* TASK: From the listing below, select every line where the word "market" appears.

* MATERIAL TO PROCESS:
━━━━━━━━━━
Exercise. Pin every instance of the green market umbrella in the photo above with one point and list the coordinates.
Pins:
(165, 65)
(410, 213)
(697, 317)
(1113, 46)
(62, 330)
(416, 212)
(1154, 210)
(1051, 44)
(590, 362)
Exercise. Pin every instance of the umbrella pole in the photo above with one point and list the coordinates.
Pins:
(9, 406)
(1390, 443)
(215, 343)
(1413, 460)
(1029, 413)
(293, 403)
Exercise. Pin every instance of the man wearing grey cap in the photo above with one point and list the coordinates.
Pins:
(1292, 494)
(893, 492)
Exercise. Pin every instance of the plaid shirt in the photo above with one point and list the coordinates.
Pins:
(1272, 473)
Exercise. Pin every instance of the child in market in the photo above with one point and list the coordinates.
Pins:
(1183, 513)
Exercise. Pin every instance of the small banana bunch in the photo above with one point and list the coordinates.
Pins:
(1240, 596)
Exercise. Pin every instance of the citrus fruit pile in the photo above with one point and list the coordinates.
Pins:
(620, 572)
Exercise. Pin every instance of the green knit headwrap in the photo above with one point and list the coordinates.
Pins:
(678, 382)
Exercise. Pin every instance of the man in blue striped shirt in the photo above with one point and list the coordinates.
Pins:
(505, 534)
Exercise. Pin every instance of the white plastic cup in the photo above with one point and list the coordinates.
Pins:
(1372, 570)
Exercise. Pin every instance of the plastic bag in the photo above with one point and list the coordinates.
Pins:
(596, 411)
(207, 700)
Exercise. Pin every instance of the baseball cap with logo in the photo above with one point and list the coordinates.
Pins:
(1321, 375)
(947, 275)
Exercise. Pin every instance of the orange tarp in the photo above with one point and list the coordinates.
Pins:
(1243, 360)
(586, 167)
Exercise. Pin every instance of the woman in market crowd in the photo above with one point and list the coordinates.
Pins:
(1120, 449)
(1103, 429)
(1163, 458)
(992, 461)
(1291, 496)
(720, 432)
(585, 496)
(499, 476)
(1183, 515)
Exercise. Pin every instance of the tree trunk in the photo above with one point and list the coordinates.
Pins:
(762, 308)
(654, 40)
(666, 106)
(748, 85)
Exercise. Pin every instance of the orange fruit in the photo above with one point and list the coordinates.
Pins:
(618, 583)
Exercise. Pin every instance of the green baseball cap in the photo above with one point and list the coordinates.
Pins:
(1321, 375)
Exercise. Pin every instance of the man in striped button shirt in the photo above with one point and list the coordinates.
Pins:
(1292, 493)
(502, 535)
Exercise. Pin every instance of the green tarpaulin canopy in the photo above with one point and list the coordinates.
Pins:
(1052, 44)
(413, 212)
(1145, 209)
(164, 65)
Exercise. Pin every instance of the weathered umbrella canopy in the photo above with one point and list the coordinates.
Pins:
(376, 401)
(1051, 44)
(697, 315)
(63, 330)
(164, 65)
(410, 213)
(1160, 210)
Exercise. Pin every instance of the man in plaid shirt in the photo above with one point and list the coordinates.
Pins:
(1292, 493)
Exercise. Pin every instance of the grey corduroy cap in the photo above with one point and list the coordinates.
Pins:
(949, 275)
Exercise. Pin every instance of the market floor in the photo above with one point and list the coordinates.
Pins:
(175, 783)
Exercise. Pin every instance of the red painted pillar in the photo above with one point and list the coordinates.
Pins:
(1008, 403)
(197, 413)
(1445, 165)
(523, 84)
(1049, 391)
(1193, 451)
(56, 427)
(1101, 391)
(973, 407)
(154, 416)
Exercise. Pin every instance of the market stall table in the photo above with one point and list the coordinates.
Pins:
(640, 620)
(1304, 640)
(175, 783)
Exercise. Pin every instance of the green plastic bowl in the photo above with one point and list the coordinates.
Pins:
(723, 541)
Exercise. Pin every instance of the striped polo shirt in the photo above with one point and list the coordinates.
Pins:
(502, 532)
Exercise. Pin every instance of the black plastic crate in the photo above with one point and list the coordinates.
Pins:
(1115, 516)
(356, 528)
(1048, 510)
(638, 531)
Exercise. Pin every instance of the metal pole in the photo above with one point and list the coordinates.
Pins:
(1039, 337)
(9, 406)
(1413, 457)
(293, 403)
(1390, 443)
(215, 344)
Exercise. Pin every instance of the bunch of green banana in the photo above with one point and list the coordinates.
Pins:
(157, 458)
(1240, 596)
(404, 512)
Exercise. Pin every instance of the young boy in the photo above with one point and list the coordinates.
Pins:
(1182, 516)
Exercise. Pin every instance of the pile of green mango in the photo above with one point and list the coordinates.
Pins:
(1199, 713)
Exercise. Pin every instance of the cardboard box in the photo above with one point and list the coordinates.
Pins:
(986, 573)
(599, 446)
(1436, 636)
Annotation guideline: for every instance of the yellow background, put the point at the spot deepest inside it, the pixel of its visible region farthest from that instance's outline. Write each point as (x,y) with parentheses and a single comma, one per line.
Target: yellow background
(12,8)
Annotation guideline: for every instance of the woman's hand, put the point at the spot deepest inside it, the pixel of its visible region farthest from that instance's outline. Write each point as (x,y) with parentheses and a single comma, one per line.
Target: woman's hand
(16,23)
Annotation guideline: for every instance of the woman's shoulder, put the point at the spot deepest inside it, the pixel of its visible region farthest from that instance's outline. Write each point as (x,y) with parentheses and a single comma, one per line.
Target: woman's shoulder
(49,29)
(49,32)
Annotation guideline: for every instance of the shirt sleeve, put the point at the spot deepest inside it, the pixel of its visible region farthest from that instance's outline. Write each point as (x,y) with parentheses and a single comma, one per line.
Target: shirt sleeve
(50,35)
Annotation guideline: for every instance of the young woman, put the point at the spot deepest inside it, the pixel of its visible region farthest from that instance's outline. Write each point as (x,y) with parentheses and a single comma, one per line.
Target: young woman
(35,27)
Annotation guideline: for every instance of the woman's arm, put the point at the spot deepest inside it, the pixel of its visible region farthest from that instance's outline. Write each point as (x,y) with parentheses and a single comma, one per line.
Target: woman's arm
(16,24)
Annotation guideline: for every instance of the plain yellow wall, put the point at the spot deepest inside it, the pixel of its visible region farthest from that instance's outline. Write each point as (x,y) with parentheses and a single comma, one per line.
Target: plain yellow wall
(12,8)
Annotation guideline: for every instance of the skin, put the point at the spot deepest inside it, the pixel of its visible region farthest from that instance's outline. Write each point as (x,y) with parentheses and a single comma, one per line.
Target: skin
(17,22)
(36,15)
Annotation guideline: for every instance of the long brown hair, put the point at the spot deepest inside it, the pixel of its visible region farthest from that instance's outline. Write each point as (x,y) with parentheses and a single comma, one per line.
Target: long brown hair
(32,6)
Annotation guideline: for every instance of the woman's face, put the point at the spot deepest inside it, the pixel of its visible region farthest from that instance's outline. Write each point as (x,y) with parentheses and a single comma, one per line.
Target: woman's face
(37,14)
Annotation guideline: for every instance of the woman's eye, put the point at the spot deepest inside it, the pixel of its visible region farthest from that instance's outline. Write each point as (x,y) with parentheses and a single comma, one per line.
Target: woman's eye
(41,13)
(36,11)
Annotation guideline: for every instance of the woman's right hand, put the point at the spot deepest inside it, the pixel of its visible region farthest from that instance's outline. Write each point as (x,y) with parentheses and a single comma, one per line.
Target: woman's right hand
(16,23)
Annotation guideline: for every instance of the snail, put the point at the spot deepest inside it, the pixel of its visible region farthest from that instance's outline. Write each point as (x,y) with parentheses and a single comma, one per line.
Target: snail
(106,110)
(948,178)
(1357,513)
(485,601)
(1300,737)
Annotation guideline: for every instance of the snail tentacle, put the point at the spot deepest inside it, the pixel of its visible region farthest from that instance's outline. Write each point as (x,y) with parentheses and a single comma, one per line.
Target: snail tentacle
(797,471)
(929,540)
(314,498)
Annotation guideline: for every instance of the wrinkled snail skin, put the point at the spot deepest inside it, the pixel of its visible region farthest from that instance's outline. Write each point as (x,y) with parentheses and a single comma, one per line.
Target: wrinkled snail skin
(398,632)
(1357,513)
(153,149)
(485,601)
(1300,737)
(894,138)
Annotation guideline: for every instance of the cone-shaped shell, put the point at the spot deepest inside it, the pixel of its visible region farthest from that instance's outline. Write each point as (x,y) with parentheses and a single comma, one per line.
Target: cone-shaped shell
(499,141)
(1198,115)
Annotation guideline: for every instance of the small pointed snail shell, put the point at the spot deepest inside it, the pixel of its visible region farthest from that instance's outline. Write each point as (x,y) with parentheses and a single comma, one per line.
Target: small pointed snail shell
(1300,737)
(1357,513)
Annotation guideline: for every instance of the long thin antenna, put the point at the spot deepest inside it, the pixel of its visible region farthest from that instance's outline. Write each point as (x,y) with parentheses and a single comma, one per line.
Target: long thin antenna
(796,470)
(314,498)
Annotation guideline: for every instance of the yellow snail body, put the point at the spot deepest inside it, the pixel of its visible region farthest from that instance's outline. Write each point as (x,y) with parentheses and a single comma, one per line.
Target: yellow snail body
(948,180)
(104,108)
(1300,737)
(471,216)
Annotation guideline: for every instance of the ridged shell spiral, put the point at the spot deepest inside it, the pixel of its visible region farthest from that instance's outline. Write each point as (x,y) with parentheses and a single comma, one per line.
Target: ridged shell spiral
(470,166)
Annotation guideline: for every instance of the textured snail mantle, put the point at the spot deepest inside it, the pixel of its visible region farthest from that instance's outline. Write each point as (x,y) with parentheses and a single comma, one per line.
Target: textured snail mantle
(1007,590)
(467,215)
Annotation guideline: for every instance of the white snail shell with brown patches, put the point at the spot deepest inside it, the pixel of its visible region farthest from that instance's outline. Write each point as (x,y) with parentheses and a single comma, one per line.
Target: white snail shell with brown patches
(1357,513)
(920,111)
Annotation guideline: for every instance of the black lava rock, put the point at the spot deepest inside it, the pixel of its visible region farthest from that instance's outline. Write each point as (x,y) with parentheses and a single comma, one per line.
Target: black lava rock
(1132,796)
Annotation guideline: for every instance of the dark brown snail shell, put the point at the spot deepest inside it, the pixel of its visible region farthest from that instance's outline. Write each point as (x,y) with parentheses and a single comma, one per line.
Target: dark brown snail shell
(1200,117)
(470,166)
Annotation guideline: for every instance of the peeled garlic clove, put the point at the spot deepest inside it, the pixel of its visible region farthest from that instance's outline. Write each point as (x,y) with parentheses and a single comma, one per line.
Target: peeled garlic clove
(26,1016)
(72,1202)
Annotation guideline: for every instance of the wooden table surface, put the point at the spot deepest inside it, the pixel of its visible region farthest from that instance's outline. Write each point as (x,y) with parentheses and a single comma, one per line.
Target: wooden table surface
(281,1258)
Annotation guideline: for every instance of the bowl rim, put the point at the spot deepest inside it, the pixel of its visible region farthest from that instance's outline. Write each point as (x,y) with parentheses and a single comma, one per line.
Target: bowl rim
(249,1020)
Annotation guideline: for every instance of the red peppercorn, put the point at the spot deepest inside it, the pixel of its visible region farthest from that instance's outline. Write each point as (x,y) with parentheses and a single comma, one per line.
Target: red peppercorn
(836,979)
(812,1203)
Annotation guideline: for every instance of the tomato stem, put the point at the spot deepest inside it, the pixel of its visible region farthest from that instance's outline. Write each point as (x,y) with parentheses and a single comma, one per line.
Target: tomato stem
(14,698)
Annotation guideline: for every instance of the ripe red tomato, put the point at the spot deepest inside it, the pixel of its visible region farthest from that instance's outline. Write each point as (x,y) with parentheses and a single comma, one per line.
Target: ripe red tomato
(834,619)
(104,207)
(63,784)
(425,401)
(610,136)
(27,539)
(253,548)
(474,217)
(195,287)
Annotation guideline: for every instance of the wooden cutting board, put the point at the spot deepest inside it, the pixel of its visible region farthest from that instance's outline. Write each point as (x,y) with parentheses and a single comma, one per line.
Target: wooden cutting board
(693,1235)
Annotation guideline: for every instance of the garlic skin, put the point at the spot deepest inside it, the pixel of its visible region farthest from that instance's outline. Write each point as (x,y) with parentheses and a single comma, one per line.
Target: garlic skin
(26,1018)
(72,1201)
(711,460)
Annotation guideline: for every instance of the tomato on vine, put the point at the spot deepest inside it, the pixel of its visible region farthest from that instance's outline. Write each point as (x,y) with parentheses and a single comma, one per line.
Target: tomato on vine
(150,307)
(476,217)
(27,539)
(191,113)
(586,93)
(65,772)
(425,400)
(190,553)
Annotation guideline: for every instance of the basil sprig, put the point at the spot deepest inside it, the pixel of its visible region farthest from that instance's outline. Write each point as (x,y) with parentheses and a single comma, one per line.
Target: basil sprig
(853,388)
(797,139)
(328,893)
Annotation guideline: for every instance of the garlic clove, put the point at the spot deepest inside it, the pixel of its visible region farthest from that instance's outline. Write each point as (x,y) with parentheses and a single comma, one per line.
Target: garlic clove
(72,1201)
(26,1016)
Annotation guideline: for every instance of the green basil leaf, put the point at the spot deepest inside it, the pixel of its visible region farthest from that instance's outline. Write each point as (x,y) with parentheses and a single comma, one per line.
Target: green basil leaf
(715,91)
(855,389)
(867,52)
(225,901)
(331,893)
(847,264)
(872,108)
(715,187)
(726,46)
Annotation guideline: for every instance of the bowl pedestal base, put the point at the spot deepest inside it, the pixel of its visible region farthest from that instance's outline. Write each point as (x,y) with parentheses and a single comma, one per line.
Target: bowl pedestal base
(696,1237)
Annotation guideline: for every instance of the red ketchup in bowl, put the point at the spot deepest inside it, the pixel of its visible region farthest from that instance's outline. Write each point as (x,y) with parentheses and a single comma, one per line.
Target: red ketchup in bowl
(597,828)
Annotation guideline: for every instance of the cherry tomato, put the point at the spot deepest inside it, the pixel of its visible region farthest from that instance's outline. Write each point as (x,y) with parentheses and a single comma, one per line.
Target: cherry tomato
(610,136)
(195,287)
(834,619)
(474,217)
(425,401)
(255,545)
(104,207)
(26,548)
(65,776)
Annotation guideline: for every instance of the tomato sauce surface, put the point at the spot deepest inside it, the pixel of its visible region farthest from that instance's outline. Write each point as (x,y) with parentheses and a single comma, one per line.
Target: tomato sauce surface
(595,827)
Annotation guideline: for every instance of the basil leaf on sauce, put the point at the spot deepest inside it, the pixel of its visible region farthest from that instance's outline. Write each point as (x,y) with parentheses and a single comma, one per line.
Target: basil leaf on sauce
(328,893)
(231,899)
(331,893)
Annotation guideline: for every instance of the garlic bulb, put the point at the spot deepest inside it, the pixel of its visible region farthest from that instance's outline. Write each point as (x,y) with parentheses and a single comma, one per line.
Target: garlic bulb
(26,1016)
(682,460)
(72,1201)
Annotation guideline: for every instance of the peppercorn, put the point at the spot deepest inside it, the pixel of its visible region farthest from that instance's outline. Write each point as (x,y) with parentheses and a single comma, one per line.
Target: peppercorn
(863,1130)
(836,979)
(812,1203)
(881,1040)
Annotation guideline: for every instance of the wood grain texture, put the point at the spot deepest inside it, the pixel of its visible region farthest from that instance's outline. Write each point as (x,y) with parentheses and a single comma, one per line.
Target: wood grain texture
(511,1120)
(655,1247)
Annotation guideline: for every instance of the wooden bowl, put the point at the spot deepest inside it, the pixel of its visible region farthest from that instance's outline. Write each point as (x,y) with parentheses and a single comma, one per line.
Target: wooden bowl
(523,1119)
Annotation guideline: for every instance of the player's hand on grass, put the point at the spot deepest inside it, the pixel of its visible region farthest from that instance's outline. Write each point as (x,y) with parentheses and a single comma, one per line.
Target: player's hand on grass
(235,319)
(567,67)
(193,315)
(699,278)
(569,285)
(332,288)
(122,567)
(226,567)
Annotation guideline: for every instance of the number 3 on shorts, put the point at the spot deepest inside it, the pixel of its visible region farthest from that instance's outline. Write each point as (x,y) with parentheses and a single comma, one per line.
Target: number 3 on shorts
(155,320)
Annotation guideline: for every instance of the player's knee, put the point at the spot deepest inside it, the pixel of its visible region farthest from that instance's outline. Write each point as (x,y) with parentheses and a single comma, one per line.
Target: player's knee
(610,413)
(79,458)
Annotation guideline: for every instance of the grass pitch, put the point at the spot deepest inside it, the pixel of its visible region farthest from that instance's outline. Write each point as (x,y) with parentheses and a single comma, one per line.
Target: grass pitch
━━━━━━━━━━
* RESPONSE TO THIS TASK:
Exercise. Pin every instance of the green market umbrella in the photo above with one point and list the coordinates.
Exercise. Pin every instance of the child in market in the photo above with one point and list the coordinates.
Exercise. Pin every instance of the woman in market crowd in the photo above with one point and list the coordinates.
Exercise. Pin every instance of the market floor in the photo above with one point and list the coordinates.
Exercise. Pin every instance of the market stall table in the photo above with one point and list the coordinates.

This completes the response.